- _Stated exercise_: Please set out the lines below as a numbered list, leaving out any blank lines.

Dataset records

•••

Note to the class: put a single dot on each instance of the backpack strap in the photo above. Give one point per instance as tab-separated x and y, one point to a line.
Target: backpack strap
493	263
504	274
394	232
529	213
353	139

•••

- _Output of the exercise_:
1. Note to the class: put a single dot on each instance of the backpack strap in the photo above. Give one point per instance as tab-separated x and y, one point to a line.
2. Target: backpack strap
3. 493	263
4. 504	274
5. 394	232
6. 529	213
7. 353	139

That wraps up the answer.